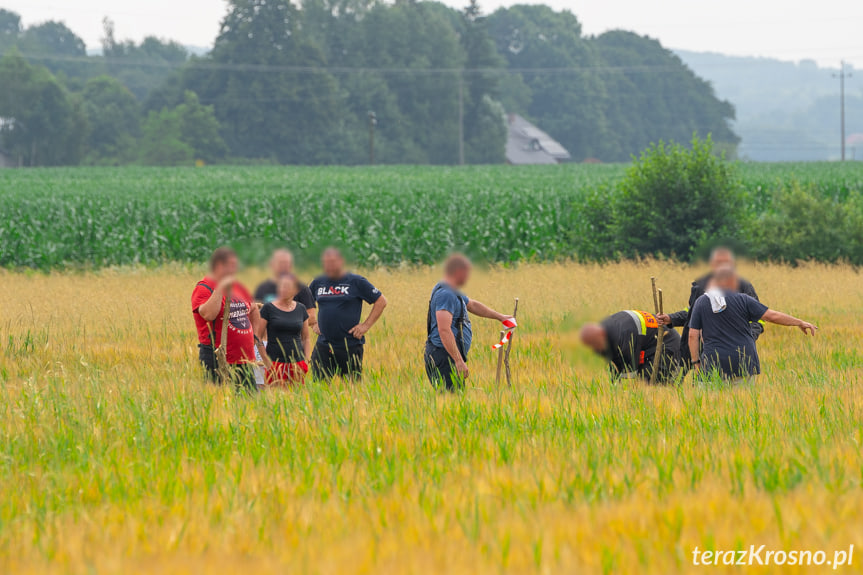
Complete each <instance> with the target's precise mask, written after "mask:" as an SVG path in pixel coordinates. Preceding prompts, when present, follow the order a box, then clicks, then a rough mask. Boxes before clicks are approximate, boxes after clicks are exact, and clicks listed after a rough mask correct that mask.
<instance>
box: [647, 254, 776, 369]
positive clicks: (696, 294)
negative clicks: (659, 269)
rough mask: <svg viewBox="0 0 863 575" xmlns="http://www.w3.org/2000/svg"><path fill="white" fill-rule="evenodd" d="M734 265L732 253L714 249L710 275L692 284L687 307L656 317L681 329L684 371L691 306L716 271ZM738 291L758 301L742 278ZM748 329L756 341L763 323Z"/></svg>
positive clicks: (734, 266) (705, 288)
mask: <svg viewBox="0 0 863 575" xmlns="http://www.w3.org/2000/svg"><path fill="white" fill-rule="evenodd" d="M735 265H736V262H735V258H734V252H732V251H731V250H730V249H728V248H723V247H719V248H716V249H714V250H713V251H712V252H711V254H710V273H708V274H707V275H705V276H703V277H700V278H698V279H697V280H695V281H694V282H692V289H691V290H690V294H689V307H687V308H686V309H684V310H681V311H678V312H675V313H672V314H660V315H658V316H656V319H657V321H658V322H659V324H660V325H670V326H672V327H682V328H683V332H682V333H681V337H680V339H681V342H682V345H683V349H681V350H680V356H681V359H682V361H683V366H684V368H686V369H689V353H688V350H687V349H686V348H687V345H688V342H689V320H690V312H691V311H692V308H693V306H695V302H696V300H697V299H698V298H700V297H701V296H702V295H704V292H705V290H706V289H707V284H708V283H709V282H710V279H711V278H712V277H713V274H714V273H716V270H718V269H720V268H725V267H731V268H734V267H735ZM738 291H739V292H740V293H745V294H746V295H748V296H751V297H752V298H754V299H755V300H756V301H758V294H757V293H756V292H755V288H754V287H753V286H752V284H751V283H749V282H748V281H746V280H745V279H743V278H740V281H739V285H738ZM749 329H750V330H751V331H752V339H753V340H757V339H758V337H759V336H760V335H761V334H762V333H763V332H764V322H762V321H754V322H752V323H751V324H750V326H749Z"/></svg>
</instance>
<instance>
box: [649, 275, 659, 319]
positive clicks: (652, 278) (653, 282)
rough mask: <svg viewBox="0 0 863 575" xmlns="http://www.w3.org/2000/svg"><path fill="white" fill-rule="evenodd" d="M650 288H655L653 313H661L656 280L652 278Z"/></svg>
mask: <svg viewBox="0 0 863 575" xmlns="http://www.w3.org/2000/svg"><path fill="white" fill-rule="evenodd" d="M650 287H652V288H653V311H654V312H655V313H659V300H658V299H657V297H656V278H655V277H653V276H650Z"/></svg>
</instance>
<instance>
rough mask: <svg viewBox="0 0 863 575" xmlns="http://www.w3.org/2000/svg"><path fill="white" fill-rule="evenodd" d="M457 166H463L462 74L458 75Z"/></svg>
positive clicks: (461, 72) (460, 72) (463, 105)
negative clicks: (458, 165) (457, 151)
mask: <svg viewBox="0 0 863 575" xmlns="http://www.w3.org/2000/svg"><path fill="white" fill-rule="evenodd" d="M458 165H459V166H463V165H464V73H463V72H459V75H458Z"/></svg>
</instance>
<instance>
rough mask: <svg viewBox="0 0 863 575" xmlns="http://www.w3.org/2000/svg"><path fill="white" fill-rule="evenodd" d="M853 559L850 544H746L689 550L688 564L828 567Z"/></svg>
mask: <svg viewBox="0 0 863 575" xmlns="http://www.w3.org/2000/svg"><path fill="white" fill-rule="evenodd" d="M853 562H854V545H849V546H848V549H836V550H834V551H823V550H818V551H813V550H811V549H793V550H783V549H780V550H776V549H768V548H767V546H766V545H761V546H757V545H750V546H749V547H748V548H746V549H736V550H730V549H729V550H721V549H709V550H708V549H699V548H698V547H696V548H695V549H693V550H692V564H693V565H698V566H702V565H703V566H714V565H716V566H731V565H745V566H747V567H749V566H753V565H755V566H758V565H789V566H795V565H798V566H824V567H831V568H832V569H839V568H840V567H850V566H851V565H852V564H853Z"/></svg>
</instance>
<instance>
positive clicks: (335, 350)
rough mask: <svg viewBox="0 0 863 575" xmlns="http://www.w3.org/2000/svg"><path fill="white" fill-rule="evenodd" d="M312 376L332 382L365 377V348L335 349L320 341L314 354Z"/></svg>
mask: <svg viewBox="0 0 863 575" xmlns="http://www.w3.org/2000/svg"><path fill="white" fill-rule="evenodd" d="M312 376H313V377H314V378H315V379H322V380H330V379H333V378H334V377H337V376H338V377H346V378H349V379H353V380H359V379H362V376H363V346H362V345H354V346H350V347H348V346H344V347H334V346H332V345H330V344H328V343H324V342H321V341H319V342H318V343H317V344H315V349H314V351H313V352H312Z"/></svg>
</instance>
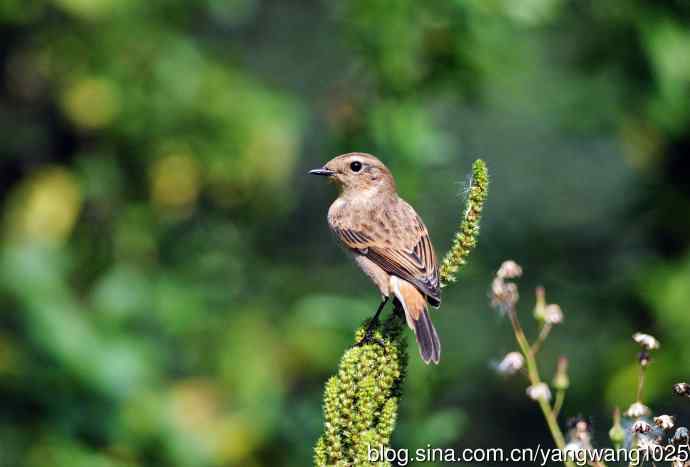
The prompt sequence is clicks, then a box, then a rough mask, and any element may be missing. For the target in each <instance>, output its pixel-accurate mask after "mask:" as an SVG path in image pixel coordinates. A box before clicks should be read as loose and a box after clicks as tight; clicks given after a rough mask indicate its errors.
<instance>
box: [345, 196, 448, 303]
mask: <svg viewBox="0 0 690 467" xmlns="http://www.w3.org/2000/svg"><path fill="white" fill-rule="evenodd" d="M399 214H401V215H402V216H409V217H407V219H408V221H409V222H402V221H403V220H404V219H399V220H398V221H399V222H398V225H401V224H402V225H412V228H411V229H409V228H408V229H407V230H406V231H405V232H404V233H403V235H402V239H400V238H397V239H396V241H395V242H393V241H390V242H387V241H386V239H385V238H382V235H381V232H380V231H377V232H364V231H363V229H362V228H359V229H352V228H343V226H334V227H333V231H334V232H335V234H336V235H337V236H338V238H339V240H340V241H341V242H343V244H344V245H345V246H346V247H347V248H349V249H351V250H355V251H357V252H358V253H359V254H362V255H364V256H366V257H367V258H369V259H370V260H371V261H373V262H374V263H376V264H377V265H378V266H379V267H380V268H381V269H383V270H384V271H386V272H387V273H389V274H392V275H395V276H397V277H399V278H401V279H405V280H406V281H408V282H410V283H412V284H414V285H415V286H416V287H417V288H419V290H420V291H421V292H422V293H424V294H425V295H426V296H427V297H428V298H429V302H430V303H431V304H432V305H435V306H437V305H439V304H440V303H441V292H440V287H439V277H438V264H437V262H436V255H435V254H434V248H433V247H432V245H431V240H430V239H429V232H428V230H427V228H426V226H425V225H424V223H423V222H422V220H421V219H420V218H419V216H418V215H417V214H416V213H415V212H414V210H412V208H411V207H409V205H407V203H405V206H404V208H403V209H402V212H399ZM381 221H382V222H384V225H385V223H386V221H385V217H382V218H381ZM384 232H385V230H384Z"/></svg>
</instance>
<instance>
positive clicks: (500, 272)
mask: <svg viewBox="0 0 690 467" xmlns="http://www.w3.org/2000/svg"><path fill="white" fill-rule="evenodd" d="M521 275H522V268H521V267H520V265H519V264H517V263H516V262H515V261H513V260H510V259H509V260H508V261H504V262H503V264H501V267H500V268H498V272H496V277H500V278H501V279H515V278H516V277H520V276H521Z"/></svg>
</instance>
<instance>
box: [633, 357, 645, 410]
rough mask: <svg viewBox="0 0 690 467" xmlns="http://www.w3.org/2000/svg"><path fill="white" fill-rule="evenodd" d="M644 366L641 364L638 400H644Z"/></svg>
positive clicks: (638, 380)
mask: <svg viewBox="0 0 690 467" xmlns="http://www.w3.org/2000/svg"><path fill="white" fill-rule="evenodd" d="M644 369H645V368H644V366H642V365H640V377H639V379H638V382H637V398H636V399H635V400H636V401H637V402H642V388H643V387H644Z"/></svg>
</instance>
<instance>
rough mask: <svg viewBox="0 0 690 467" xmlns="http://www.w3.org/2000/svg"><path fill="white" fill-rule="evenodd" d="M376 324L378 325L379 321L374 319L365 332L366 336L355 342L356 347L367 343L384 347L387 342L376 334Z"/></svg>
mask: <svg viewBox="0 0 690 467" xmlns="http://www.w3.org/2000/svg"><path fill="white" fill-rule="evenodd" d="M376 325H378V321H372V322H371V323H370V324H369V326H367V330H366V331H365V332H364V337H362V339H361V340H360V341H359V342H357V343H356V344H355V347H362V346H363V345H366V344H378V345H380V346H381V347H383V346H384V345H385V344H386V343H385V342H384V341H383V339H380V338H378V337H376V336H374V329H375V328H376Z"/></svg>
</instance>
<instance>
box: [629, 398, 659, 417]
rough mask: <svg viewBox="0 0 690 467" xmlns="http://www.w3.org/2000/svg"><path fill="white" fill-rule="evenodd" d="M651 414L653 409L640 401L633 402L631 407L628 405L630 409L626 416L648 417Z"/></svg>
mask: <svg viewBox="0 0 690 467" xmlns="http://www.w3.org/2000/svg"><path fill="white" fill-rule="evenodd" d="M651 414H652V411H651V410H649V407H647V406H646V405H644V404H643V403H642V402H639V401H638V402H635V403H633V404H632V405H631V406H630V407H628V410H626V411H625V416H626V417H630V418H640V417H647V416H649V415H651Z"/></svg>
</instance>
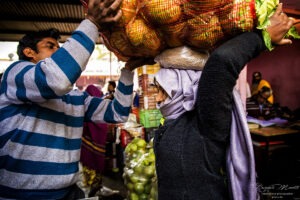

▬▬▬

§ EXERCISE GOAL:
What is needed is an exact restatement of every line from the line containing "box: [633, 357, 645, 410]" through the last line of the records, minus any pictures.

§ TASK SOLUTION:
box: [633, 357, 645, 410]
rough mask: <svg viewBox="0 0 690 467" xmlns="http://www.w3.org/2000/svg"><path fill="white" fill-rule="evenodd" d="M644 366L641 364L638 400H644Z"/></svg>
positive clicks: (638, 380)
mask: <svg viewBox="0 0 690 467" xmlns="http://www.w3.org/2000/svg"><path fill="white" fill-rule="evenodd" d="M644 369H645V368H644V366H642V365H640V377H639V379H638V382H637V398H636V399H635V400H636V401H637V402H642V388H643V387H644Z"/></svg>
</instance>
<instance>
rough mask: <svg viewBox="0 0 690 467" xmlns="http://www.w3.org/2000/svg"><path fill="white" fill-rule="evenodd" d="M376 324L378 325L379 321L374 319L365 332L366 336L355 342L356 347L367 343L384 347L387 342L376 334Z"/></svg>
mask: <svg viewBox="0 0 690 467" xmlns="http://www.w3.org/2000/svg"><path fill="white" fill-rule="evenodd" d="M376 325H378V321H372V322H371V323H370V324H369V326H367V330H366V331H365V332H364V337H362V339H361V340H360V341H359V342H357V343H356V344H355V347H362V346H363V345H366V344H378V345H380V346H381V347H383V346H384V345H385V344H386V343H385V342H384V341H383V339H380V338H378V337H376V336H374V329H375V328H376Z"/></svg>
</instance>
<instance>
box: [629, 398, 659, 417]
rough mask: <svg viewBox="0 0 690 467" xmlns="http://www.w3.org/2000/svg"><path fill="white" fill-rule="evenodd" d="M651 414L653 409L640 401L633 402L631 407L628 405L630 409L626 416L648 417Z"/></svg>
mask: <svg viewBox="0 0 690 467" xmlns="http://www.w3.org/2000/svg"><path fill="white" fill-rule="evenodd" d="M651 414H652V411H651V410H649V407H647V406H646V405H644V404H643V403H642V402H639V401H638V402H635V403H633V404H632V405H631V406H630V407H628V410H626V411H625V416H626V417H630V418H640V417H647V416H649V415H651Z"/></svg>
</instance>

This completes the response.